Task description:
Leave out all pictures and retype exactly the lines from the one with "Identify each instance of the asphalt" through the last line of the material.

Point labeling dataset excerpts

########

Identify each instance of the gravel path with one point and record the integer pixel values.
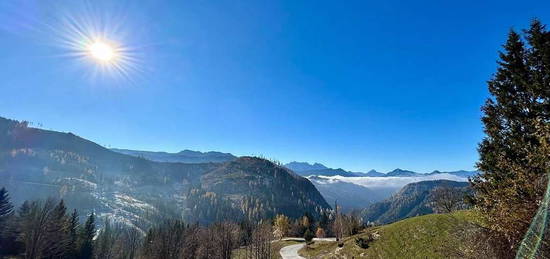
(291, 251)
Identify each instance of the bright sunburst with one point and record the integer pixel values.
(102, 51)
(101, 39)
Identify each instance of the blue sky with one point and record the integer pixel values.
(355, 84)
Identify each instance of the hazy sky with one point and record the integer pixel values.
(351, 84)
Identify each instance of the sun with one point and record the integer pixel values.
(102, 51)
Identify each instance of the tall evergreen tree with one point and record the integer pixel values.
(86, 238)
(7, 237)
(6, 208)
(57, 232)
(72, 232)
(514, 161)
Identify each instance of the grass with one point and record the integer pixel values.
(419, 237)
(275, 248)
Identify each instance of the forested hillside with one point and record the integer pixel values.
(38, 163)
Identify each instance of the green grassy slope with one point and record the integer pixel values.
(428, 236)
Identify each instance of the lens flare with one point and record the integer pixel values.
(102, 51)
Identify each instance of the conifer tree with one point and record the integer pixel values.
(72, 232)
(6, 208)
(86, 238)
(7, 238)
(514, 162)
(57, 231)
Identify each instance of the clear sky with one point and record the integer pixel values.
(350, 84)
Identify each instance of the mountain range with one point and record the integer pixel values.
(307, 169)
(185, 156)
(36, 164)
(412, 200)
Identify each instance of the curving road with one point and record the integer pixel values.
(291, 251)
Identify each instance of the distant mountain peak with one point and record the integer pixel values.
(184, 156)
(401, 172)
(304, 166)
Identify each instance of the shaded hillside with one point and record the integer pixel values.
(349, 196)
(36, 163)
(185, 156)
(412, 200)
(261, 188)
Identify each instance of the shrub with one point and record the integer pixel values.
(364, 242)
(308, 236)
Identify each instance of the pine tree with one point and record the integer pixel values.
(72, 232)
(6, 208)
(7, 237)
(514, 162)
(86, 238)
(58, 236)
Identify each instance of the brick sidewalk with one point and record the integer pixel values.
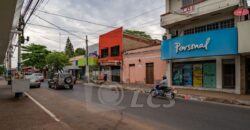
(22, 114)
(188, 94)
(221, 97)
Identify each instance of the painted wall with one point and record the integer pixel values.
(93, 50)
(139, 58)
(211, 43)
(111, 39)
(243, 34)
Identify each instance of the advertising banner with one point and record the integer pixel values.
(188, 75)
(209, 75)
(177, 75)
(211, 43)
(197, 75)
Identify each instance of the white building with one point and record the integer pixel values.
(204, 44)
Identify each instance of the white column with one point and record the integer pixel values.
(237, 75)
(169, 72)
(167, 6)
(218, 73)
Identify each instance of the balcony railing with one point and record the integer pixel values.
(197, 10)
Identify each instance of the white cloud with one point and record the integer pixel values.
(108, 12)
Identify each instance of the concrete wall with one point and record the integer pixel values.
(139, 58)
(94, 49)
(243, 36)
(219, 73)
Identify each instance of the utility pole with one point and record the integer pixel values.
(59, 41)
(19, 53)
(9, 55)
(87, 59)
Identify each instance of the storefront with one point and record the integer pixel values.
(206, 60)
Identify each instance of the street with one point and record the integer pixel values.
(188, 115)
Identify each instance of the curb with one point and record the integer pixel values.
(213, 99)
(182, 96)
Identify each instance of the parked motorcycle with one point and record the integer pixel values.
(165, 92)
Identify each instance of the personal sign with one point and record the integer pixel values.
(241, 12)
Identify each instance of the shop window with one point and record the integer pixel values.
(228, 74)
(104, 53)
(115, 51)
(177, 74)
(214, 26)
(196, 74)
(186, 3)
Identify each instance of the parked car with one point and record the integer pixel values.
(39, 76)
(34, 81)
(61, 80)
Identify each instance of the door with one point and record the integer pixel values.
(132, 73)
(187, 75)
(228, 74)
(248, 75)
(115, 70)
(149, 73)
(197, 75)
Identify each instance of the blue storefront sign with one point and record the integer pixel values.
(212, 43)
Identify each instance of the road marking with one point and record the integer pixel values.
(42, 107)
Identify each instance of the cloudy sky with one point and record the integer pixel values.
(107, 12)
(141, 15)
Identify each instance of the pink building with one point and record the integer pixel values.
(143, 66)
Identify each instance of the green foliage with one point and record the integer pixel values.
(56, 61)
(79, 52)
(138, 34)
(34, 55)
(69, 49)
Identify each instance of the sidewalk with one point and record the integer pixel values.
(187, 94)
(22, 114)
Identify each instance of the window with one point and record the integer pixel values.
(187, 2)
(190, 2)
(104, 53)
(115, 51)
(196, 74)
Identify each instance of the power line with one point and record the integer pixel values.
(139, 15)
(60, 28)
(144, 13)
(32, 12)
(80, 20)
(73, 31)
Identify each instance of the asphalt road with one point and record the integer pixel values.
(186, 115)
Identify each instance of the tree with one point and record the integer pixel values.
(56, 61)
(34, 55)
(138, 34)
(79, 52)
(69, 49)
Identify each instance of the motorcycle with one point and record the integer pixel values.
(165, 92)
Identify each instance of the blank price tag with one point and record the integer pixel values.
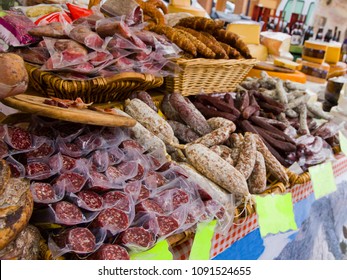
(323, 180)
(202, 241)
(159, 252)
(275, 213)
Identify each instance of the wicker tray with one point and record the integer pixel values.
(97, 90)
(208, 75)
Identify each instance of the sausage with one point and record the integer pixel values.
(80, 240)
(190, 114)
(247, 155)
(137, 236)
(272, 164)
(167, 109)
(110, 252)
(112, 219)
(224, 152)
(116, 199)
(150, 120)
(183, 132)
(67, 213)
(216, 137)
(216, 169)
(218, 122)
(257, 179)
(91, 199)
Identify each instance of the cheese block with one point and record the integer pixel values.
(249, 31)
(258, 51)
(277, 43)
(333, 53)
(314, 51)
(183, 3)
(182, 9)
(286, 63)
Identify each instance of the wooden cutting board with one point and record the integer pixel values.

########

Task answer:
Identify each instance of the asphalt road with one point and record the integer pixel values.
(186, 115)
Identify each instance of the tree with one point and record the integer pixel values.
(56, 61)
(34, 55)
(138, 34)
(79, 52)
(69, 49)
Identify each instance of the motorcycle with one point and record the integer pixel values.
(165, 92)
Identify each instance of the blank price tag with one point and record the integer pixel values.
(323, 180)
(202, 241)
(159, 252)
(275, 213)
Identify each instance of the wicker tray with one point and record the integer pixel values.
(97, 90)
(208, 75)
Identify each instance of the sausage with one point and record the integer pixel values.
(80, 240)
(190, 114)
(247, 155)
(137, 236)
(272, 164)
(167, 109)
(110, 252)
(112, 219)
(224, 152)
(116, 199)
(150, 120)
(183, 132)
(67, 213)
(216, 137)
(216, 169)
(218, 122)
(257, 179)
(91, 199)
Identify each instance of the cheese block with one point and record the integer pixel values.
(249, 31)
(258, 51)
(277, 43)
(333, 53)
(314, 51)
(183, 3)
(182, 9)
(286, 63)
Identify each instance of the wooden cutting board with one point and record the integer pixel values.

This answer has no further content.